Collection entries
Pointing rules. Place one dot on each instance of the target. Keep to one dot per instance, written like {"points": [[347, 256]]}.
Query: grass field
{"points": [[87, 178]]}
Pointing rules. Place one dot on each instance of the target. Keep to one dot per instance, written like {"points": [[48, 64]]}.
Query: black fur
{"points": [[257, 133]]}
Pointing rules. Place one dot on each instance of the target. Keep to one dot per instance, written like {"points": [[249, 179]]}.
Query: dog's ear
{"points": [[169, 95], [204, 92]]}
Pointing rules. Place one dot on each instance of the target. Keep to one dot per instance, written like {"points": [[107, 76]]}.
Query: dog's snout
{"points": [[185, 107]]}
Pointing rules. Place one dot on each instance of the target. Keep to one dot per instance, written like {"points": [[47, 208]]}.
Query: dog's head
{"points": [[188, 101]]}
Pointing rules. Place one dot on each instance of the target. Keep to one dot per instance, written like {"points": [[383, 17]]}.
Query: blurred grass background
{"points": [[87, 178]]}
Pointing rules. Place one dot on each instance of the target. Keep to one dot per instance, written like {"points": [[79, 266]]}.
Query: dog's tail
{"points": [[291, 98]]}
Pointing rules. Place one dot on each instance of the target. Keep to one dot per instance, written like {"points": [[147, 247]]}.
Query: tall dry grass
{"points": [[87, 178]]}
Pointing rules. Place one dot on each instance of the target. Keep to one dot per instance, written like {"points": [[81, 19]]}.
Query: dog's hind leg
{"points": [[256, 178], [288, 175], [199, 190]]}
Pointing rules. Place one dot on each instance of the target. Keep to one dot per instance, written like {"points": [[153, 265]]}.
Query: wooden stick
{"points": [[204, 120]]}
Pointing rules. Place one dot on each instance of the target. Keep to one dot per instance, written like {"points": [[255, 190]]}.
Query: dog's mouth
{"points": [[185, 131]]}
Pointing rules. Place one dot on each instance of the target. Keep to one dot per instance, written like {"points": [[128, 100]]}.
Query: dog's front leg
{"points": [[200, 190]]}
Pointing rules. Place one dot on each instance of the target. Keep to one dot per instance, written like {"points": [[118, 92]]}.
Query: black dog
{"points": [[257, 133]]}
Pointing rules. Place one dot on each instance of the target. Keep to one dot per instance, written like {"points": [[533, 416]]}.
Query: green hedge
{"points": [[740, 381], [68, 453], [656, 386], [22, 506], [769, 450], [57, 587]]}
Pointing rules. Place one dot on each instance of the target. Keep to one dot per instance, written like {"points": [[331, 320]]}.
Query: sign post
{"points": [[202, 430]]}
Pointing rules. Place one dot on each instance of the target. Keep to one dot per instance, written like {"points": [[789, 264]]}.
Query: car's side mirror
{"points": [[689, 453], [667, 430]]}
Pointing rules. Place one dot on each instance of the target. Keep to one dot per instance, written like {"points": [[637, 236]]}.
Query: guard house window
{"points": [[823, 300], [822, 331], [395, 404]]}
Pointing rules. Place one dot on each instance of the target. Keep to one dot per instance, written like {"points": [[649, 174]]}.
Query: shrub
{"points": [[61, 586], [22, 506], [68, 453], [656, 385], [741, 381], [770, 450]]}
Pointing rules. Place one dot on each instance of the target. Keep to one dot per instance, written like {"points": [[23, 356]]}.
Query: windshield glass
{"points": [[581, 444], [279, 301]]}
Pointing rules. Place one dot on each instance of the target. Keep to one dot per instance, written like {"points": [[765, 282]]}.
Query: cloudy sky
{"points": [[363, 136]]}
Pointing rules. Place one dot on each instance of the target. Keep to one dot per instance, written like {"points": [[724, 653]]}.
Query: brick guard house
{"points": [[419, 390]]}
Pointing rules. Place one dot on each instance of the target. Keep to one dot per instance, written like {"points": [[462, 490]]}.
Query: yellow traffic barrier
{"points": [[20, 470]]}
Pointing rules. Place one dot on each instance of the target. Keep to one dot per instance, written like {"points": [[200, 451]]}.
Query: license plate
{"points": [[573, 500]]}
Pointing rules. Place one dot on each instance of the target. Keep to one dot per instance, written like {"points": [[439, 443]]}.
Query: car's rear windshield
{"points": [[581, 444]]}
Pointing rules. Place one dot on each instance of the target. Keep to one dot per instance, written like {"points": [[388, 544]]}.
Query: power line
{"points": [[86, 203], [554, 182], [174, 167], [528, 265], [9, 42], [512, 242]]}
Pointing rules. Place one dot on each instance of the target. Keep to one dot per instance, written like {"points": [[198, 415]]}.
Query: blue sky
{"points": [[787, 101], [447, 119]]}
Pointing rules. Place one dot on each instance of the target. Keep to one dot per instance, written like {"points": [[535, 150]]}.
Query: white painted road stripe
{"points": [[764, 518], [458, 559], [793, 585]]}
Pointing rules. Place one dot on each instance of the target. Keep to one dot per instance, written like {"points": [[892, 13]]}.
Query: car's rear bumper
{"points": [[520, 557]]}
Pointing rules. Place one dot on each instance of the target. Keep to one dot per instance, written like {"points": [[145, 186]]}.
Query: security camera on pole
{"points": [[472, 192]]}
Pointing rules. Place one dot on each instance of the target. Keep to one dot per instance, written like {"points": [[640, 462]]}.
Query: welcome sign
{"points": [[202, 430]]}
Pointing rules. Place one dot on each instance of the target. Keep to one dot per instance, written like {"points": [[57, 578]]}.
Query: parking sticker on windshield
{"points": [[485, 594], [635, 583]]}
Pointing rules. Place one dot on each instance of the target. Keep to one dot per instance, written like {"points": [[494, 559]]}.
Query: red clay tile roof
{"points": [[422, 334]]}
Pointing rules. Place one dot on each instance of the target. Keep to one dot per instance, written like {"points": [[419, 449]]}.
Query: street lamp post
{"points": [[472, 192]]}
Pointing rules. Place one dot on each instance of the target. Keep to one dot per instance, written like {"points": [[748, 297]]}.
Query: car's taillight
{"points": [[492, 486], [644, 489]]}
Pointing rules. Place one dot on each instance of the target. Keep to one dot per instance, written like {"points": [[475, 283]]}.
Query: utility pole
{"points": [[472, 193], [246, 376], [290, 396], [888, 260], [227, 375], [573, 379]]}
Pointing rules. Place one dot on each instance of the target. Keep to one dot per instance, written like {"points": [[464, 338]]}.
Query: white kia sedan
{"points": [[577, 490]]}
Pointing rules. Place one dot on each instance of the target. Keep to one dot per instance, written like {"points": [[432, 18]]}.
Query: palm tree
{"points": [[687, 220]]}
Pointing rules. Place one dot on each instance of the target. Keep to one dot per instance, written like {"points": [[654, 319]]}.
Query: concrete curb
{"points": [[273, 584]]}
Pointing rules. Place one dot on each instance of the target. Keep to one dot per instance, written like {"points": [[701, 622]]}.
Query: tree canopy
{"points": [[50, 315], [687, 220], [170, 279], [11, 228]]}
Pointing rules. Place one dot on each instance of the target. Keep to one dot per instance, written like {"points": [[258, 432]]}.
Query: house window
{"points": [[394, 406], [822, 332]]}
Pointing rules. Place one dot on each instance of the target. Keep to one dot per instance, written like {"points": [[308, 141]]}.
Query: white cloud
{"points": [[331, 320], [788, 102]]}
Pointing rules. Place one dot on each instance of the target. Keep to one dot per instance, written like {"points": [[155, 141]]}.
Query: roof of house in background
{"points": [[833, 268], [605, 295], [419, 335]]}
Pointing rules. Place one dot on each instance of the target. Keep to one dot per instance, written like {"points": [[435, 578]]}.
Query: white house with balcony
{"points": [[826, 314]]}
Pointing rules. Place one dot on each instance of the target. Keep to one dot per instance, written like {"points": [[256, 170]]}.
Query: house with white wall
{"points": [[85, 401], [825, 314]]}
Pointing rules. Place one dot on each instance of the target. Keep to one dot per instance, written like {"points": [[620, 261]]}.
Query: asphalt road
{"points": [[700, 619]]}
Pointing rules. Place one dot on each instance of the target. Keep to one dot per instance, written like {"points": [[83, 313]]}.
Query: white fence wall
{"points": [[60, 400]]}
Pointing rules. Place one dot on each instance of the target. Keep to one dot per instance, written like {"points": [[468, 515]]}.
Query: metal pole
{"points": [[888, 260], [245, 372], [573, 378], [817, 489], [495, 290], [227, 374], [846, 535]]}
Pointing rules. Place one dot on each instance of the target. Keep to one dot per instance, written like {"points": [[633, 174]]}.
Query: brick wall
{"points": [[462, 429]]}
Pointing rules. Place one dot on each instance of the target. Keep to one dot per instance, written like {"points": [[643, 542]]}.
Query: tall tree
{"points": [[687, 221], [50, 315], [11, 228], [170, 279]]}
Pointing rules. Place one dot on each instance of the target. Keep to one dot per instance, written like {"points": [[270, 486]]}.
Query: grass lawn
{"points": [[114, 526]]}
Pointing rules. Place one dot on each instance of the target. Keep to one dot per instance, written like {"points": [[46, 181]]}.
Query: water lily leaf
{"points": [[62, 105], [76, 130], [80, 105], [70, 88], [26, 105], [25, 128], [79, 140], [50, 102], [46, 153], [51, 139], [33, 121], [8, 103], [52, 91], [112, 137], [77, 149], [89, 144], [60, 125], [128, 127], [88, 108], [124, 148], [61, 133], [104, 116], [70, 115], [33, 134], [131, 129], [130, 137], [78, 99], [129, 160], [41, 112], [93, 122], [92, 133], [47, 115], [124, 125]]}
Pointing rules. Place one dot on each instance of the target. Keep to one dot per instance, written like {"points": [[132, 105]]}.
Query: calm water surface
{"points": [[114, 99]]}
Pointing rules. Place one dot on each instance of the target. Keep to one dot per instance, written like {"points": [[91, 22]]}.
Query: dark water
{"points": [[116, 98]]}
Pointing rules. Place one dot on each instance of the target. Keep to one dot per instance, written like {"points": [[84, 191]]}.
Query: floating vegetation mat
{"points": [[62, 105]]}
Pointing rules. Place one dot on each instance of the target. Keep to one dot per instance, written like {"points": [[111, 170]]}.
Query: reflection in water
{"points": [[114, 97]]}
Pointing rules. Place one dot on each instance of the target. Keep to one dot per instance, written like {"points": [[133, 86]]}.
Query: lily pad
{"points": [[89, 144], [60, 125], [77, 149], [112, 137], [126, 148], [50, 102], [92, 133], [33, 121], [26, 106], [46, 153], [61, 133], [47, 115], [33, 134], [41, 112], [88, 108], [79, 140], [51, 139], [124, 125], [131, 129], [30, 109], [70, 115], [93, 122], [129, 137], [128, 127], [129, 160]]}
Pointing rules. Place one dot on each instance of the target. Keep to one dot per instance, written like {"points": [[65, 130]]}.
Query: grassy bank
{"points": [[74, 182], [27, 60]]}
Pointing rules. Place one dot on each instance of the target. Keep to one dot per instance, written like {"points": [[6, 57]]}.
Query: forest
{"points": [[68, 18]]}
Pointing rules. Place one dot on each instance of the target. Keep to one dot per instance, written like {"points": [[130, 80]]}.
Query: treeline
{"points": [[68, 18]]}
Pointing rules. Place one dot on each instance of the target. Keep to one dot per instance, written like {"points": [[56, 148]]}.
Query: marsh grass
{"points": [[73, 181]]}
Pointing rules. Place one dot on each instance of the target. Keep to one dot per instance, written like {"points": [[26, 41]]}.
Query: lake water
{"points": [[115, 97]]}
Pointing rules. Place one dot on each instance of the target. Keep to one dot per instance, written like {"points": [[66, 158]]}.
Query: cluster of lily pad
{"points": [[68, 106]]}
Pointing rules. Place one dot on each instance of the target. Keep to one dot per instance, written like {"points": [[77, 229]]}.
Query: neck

**TASK DETAILS:** Count the lines in the records above that contain the word "background", and give only that number.

**WRITTEN RESPONSE:** 2